## [Texto mostrado]
#####

Las españolas que ahora cumplimos 52 años nacimos bajo los acordes del «Eva María se fue buscando el sol a la playa», mientras las mujeres tenían que pedir permiso a sus maridos para ir solas a esa playa de Eva María, disponer de una cuenta corriente o tener un empleo. El rol de la mujer, con contadas excepciones, se circunscribía a las tareas del hogar y al cuidado de hijos, padres y maridos.
Las últimas décadas del siglo XX trajeron una revolución nunca vista en el campo de la igualdad entre hombres y mujeres. Las mismas madres que se resignaron a una vida en un segundo plano se enfrentaron al mundo para que sus hijas no tuviéramos las mismas limitaciones, impulsando una ruptura generacional sin precedentes. Y de esta manera nos aleccionaron a decidir nuestro camino, a ser independientes en todos los sentidos —incluido el económico—, a estudiar y trabajar en función de nuestras vocaciones. A volar, en definitiva.
Y volamos, colonizamos la universidad, viajamos, elegimos nuestros trabajos, creamos empresas y decidimos si queríamos ser madres o no. Pudiera parecer que estamos cerca del final del trayecto, pero no es así. Porque al regresar cada tarde a casa, las mujeres de cincuenta y pico -igual que las de cuarenta y las de treinta- seguimos siendo las titulares de las tareas del hogar y del cuidado de hijos, padres y maridos. Mujeres empoderadas e independientes, sin ninguna duda, pero también el sostén funcional de la familia, igual que en 1973. El desequilibrio se ha atenuado, pero no ha desaparecido, aunque también es cierto, aunque no se oiga mucho, que hay tareas domésticas tradicionalmente masculinas que lo siguen siendo. En cualquier caso, pienso que la balanza sigue inclinándose injustamente hacia la mujer.

#####

(Datos sin procesar)
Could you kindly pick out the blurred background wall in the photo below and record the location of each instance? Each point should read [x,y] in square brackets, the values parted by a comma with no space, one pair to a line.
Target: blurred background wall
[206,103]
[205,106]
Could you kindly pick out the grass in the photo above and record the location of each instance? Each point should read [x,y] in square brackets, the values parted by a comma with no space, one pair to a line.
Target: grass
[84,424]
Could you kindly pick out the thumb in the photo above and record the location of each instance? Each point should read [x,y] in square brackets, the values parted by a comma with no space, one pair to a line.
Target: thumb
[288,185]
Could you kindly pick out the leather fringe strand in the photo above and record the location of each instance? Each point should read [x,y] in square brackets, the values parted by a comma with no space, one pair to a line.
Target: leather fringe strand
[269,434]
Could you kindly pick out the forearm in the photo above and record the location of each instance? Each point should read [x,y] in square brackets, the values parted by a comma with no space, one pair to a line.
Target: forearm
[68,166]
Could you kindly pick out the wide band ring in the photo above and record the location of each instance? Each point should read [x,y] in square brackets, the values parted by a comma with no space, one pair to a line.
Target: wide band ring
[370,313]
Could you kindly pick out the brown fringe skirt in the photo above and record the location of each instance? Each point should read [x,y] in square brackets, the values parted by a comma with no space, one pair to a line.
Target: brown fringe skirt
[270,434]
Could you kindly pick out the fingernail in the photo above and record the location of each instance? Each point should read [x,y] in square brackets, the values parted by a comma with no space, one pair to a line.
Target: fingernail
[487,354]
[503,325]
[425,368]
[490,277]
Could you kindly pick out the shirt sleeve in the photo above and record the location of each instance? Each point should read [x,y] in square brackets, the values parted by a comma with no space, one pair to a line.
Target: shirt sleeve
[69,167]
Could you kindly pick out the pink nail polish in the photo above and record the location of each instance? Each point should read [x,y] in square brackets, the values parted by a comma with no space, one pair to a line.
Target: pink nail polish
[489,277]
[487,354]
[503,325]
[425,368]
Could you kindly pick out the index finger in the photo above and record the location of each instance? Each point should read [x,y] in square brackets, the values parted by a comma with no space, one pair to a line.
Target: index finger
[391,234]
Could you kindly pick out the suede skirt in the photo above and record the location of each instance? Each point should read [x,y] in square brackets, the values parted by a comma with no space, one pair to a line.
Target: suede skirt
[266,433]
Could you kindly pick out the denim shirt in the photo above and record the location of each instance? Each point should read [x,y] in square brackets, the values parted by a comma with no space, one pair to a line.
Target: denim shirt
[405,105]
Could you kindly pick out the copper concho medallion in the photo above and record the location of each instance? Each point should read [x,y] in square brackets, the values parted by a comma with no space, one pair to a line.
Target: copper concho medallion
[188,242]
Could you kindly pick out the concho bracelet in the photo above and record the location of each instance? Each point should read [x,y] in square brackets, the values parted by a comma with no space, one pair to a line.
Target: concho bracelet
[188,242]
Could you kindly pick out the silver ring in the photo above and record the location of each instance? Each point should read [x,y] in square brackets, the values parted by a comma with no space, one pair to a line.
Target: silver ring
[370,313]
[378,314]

#####

## [Consigna A]
Transcribe el pasaje del texto sobre la igualdad entre hombres y mujeres que comienza en "Y volamos, colonizamos" y termina en "hacia la mujer.".
## [Consigna B]
Responde estas preguntas a partir del texto sobre la igualdad entre hombres y mujeres:
(i) ¿Bajo qué acordes nacieron las españolas que ahora cumplen 52 años?
(ii) ¿Qué trajeron las últimas décadas del siglo XX?
(iii) ¿De qué siguen siendo titulares las mujeres al regresar cada tarde a casa?
Los datos no hacen falta para resolver las tareas.

## [Resultado A]
Y volamos, colonizamos la universidad, viajamos, elegimos nuestros trabajos, creamos empresas y decidimos si queríamos ser madres o no. Pudiera parecer que estamos cerca del final del trayecto, pero no es así. Porque al regresar cada tarde a casa, las mujeres de cincuenta y pico -igual que las de cuarenta y las de treinta- seguimos siendo las titulares de las tareas del hogar y del cuidado de hijos, padres y maridos. Mujeres empoderadas e independientes, sin ninguna duda, pero también el sostén funcional de la familia, igual que en 1973. El desequilibrio se ha atenuado, pero no ha desaparecido, aunque también es cierto, aunque no se oiga mucho, que hay tareas domésticas tradicionalmente masculinas que lo siguen siendo. En cualquier caso, pienso que la balanza sigue inclinándose injustamente hacia la mujer.

## [Resultado B]
(i) Bajo los acordes del «Eva María se fue buscando el sol a la playa».
(ii) Una revolución nunca vista en el campo de la igualdad entre hombres y mujeres.
(iii) De las tareas del hogar y del cuidado de hijos, padres y maridos.